(SOURCE MATERIAL Opens)
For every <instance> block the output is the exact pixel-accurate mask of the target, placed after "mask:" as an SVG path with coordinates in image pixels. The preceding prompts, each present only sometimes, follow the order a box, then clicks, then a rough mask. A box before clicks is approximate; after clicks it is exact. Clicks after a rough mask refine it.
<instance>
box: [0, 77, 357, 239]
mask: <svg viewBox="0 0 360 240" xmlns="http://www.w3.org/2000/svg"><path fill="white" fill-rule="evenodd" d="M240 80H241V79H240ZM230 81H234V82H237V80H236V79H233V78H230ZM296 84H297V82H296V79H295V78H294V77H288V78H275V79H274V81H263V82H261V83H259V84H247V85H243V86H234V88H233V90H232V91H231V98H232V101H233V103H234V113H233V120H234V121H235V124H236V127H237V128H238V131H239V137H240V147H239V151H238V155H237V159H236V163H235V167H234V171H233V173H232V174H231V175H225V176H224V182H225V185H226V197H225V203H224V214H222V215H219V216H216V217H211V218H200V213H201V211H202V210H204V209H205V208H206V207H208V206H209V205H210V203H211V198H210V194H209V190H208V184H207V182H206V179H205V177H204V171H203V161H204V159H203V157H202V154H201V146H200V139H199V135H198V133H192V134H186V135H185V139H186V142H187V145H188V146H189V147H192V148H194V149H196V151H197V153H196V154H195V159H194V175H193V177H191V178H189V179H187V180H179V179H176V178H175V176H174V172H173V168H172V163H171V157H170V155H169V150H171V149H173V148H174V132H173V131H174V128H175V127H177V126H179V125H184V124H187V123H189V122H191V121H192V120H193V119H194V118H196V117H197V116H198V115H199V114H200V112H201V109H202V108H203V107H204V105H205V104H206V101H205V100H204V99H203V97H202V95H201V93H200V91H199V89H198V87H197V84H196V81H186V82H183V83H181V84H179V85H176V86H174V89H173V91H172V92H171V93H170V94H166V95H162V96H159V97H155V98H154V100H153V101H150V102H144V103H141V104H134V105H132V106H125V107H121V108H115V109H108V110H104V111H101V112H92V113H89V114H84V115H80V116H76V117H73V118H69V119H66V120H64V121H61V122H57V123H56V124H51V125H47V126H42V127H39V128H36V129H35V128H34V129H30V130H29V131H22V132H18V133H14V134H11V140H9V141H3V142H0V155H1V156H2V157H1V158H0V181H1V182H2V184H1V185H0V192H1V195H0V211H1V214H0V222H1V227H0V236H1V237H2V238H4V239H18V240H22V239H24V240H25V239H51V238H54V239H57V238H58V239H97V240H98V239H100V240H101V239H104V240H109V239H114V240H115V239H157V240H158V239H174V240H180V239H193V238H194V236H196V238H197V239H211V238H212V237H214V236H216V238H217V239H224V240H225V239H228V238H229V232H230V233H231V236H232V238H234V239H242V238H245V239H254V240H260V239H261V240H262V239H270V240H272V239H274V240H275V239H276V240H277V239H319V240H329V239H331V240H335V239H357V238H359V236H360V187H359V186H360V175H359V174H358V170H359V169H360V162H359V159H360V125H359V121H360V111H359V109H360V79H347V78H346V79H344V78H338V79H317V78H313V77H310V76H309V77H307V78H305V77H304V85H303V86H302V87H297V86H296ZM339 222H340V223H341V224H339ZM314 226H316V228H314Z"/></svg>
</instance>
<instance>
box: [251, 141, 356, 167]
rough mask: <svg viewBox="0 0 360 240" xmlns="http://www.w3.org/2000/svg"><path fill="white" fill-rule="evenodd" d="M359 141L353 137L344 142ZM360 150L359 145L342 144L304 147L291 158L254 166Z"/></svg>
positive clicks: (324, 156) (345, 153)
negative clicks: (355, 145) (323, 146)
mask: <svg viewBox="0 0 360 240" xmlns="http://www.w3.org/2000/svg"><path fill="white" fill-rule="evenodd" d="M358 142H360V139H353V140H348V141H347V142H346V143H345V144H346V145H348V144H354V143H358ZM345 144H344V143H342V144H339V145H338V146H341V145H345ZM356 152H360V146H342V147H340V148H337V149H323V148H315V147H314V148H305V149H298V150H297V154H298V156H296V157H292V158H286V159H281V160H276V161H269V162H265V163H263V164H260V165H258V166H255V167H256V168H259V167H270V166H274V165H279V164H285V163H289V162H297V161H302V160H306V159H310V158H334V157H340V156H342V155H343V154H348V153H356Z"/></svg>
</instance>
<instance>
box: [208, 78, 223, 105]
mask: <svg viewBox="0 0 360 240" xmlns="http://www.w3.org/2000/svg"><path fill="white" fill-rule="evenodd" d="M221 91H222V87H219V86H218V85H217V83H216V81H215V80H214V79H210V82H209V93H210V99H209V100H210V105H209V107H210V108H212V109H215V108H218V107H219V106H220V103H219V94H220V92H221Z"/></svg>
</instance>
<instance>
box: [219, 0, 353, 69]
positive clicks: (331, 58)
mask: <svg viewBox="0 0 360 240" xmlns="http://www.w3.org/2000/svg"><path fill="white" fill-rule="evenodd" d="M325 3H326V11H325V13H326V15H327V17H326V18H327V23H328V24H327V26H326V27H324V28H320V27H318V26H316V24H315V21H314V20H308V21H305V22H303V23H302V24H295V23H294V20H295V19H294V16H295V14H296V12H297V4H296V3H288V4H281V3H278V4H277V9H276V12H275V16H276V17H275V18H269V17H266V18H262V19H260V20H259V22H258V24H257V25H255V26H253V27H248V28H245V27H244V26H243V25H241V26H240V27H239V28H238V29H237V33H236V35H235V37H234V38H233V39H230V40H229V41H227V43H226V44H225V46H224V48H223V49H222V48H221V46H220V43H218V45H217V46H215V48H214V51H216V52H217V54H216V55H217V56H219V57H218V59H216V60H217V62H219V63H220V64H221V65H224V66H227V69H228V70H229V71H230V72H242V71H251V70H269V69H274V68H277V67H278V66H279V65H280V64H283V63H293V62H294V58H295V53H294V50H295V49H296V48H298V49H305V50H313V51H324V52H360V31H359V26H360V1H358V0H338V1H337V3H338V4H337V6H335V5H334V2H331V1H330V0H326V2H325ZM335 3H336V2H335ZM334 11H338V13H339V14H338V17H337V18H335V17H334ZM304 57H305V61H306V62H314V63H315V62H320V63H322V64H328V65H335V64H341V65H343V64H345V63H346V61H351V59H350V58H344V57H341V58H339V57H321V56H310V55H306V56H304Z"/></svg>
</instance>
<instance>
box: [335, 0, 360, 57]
(SOURCE MATERIAL Closes)
● WORK INSTRUCTION: Retype every entry, keeping each character as it was.

● FINISHED EXERCISE:
For every <instance> block the output is the exact pixel-accurate mask of the target, placed after "mask:" as an SVG path with coordinates in image pixels. The preceding prompts, each present only sometimes, follow the order a box, then clicks, then a rough mask. A box before clicks is approximate; after clicks it is exact. Clicks after a rough mask refine it.
<instance>
box: [0, 77, 357, 239]
mask: <svg viewBox="0 0 360 240" xmlns="http://www.w3.org/2000/svg"><path fill="white" fill-rule="evenodd" d="M240 80H241V79H240ZM230 81H234V82H237V80H236V79H233V78H230ZM296 84H297V82H296V79H295V78H294V77H288V78H275V79H274V81H263V82H261V83H259V84H247V85H243V86H234V88H233V90H232V91H231V98H232V101H233V103H234V113H233V120H234V121H235V124H236V127H237V128H238V131H239V137H240V147H239V151H238V155H237V159H236V163H235V167H234V171H233V173H232V174H231V175H225V176H224V182H225V185H226V197H225V203H224V214H222V215H219V216H216V217H211V218H200V213H201V211H202V210H204V209H205V208H206V207H208V206H209V205H210V203H211V198H210V194H209V190H208V184H207V182H206V179H205V177H204V171H203V161H204V159H203V157H202V154H201V146H200V139H199V135H198V133H192V134H186V135H185V139H186V142H187V145H188V146H189V147H192V148H194V149H196V151H197V153H196V154H195V159H194V175H193V177H191V178H189V179H187V180H179V179H176V178H175V176H174V172H173V168H172V163H171V157H170V155H169V150H171V149H173V148H174V132H173V131H174V128H175V127H177V126H179V125H184V124H187V123H189V122H191V121H192V120H193V119H194V118H196V117H197V116H198V115H199V114H200V112H201V109H202V108H203V107H204V105H205V104H206V101H205V100H204V99H203V97H202V95H201V93H200V91H199V89H198V87H197V84H196V81H186V82H183V83H181V84H179V85H176V86H174V89H173V91H172V92H171V93H170V94H166V95H162V96H159V97H155V98H154V100H153V101H150V102H144V103H141V104H134V105H132V106H125V107H121V108H115V109H108V110H104V111H101V112H92V113H89V114H84V115H80V116H76V117H73V118H69V119H66V120H64V121H61V122H57V123H56V124H51V125H47V126H42V127H39V128H36V129H35V128H34V129H30V130H29V131H22V132H18V133H14V134H11V140H9V141H3V142H0V155H1V156H2V157H1V158H0V181H1V182H2V184H1V185H0V192H1V195H0V211H1V214H0V222H1V227H0V236H1V237H2V238H4V239H18V240H22V239H24V240H25V239H51V238H54V239H57V238H58V239H97V240H98V239H100V240H101V239H104V240H109V239H114V240H115V239H157V240H158V239H174V240H180V239H193V238H194V236H196V238H197V239H211V238H212V237H214V236H216V238H217V239H224V240H225V239H228V238H229V232H230V233H231V236H232V238H234V239H242V238H245V239H254V240H260V239H261V240H262V239H270V240H272V239H274V240H275V239H276V240H277V239H319V240H329V239H331V240H335V239H357V238H359V236H360V187H359V186H360V175H359V174H358V170H359V169H360V162H359V159H360V125H359V121H360V111H359V109H360V79H347V78H346V79H344V78H338V79H317V78H313V77H310V76H309V77H307V78H305V77H304V85H303V86H302V87H297V86H296ZM339 222H340V223H341V224H339ZM314 226H316V228H314Z"/></svg>
</instance>
<instance>
box: [251, 141, 356, 167]
rough mask: <svg viewBox="0 0 360 240" xmlns="http://www.w3.org/2000/svg"><path fill="white" fill-rule="evenodd" d="M359 141L353 137L344 142ZM360 150L359 145L342 144L304 147L291 158L254 166Z"/></svg>
positive clicks: (324, 156) (345, 153)
negative clicks: (355, 145) (323, 146)
mask: <svg viewBox="0 0 360 240" xmlns="http://www.w3.org/2000/svg"><path fill="white" fill-rule="evenodd" d="M358 142H360V139H353V140H348V141H347V142H346V143H345V144H346V145H348V144H354V143H358ZM345 144H344V143H342V144H339V145H338V146H341V145H345ZM356 152H360V146H342V147H340V148H337V149H323V148H315V147H314V148H305V149H298V150H297V154H298V156H296V157H292V158H286V159H281V160H276V161H269V162H265V163H263V164H260V165H258V166H255V167H256V168H259V167H270V166H274V165H279V164H285V163H289V162H297V161H302V160H306V159H310V158H334V157H340V156H342V155H343V154H348V153H356Z"/></svg>
</instance>
<instance>
box: [208, 78, 223, 105]
mask: <svg viewBox="0 0 360 240" xmlns="http://www.w3.org/2000/svg"><path fill="white" fill-rule="evenodd" d="M221 91H222V87H219V86H218V85H217V83H216V81H215V80H214V79H210V82H209V93H210V99H209V100H210V105H209V107H210V108H212V109H215V108H218V107H219V106H220V103H219V94H220V92H221Z"/></svg>
</instance>
<instance>
box: [219, 0, 353, 69]
positive clicks: (331, 58)
mask: <svg viewBox="0 0 360 240" xmlns="http://www.w3.org/2000/svg"><path fill="white" fill-rule="evenodd" d="M325 3H326V11H325V13H326V15H327V17H326V18H327V23H328V24H327V26H326V27H324V28H320V27H318V26H316V24H315V21H314V20H308V21H305V22H303V23H302V24H295V23H294V20H295V19H294V16H295V14H296V12H297V4H296V3H288V4H281V3H278V4H277V9H276V12H275V16H276V17H275V18H269V17H266V18H262V19H260V20H259V22H258V24H257V25H255V26H253V27H248V28H245V27H244V26H243V25H241V26H240V27H239V28H238V29H237V33H236V35H235V37H234V38H233V39H230V40H229V41H227V43H226V44H225V46H224V48H223V49H222V48H221V46H220V43H218V45H217V46H215V48H214V51H216V52H217V54H216V55H217V56H219V57H218V59H216V60H217V62H219V63H220V64H221V65H224V66H227V69H228V70H229V71H230V72H242V71H251V70H269V69H274V68H277V67H278V66H279V65H280V64H283V63H293V62H294V58H295V53H294V50H295V49H296V48H298V49H305V50H313V51H324V52H360V31H359V26H360V1H358V0H338V1H337V3H338V4H337V6H335V5H334V2H331V1H330V0H326V2H325ZM335 3H336V2H335ZM334 11H338V13H339V14H338V17H337V18H335V17H334ZM304 57H305V61H306V62H314V63H315V62H320V63H322V64H328V65H335V64H341V65H343V64H345V63H346V61H351V59H350V58H344V57H341V58H339V57H321V56H310V55H306V56H304Z"/></svg>
</instance>
<instance>
box: [335, 0, 360, 57]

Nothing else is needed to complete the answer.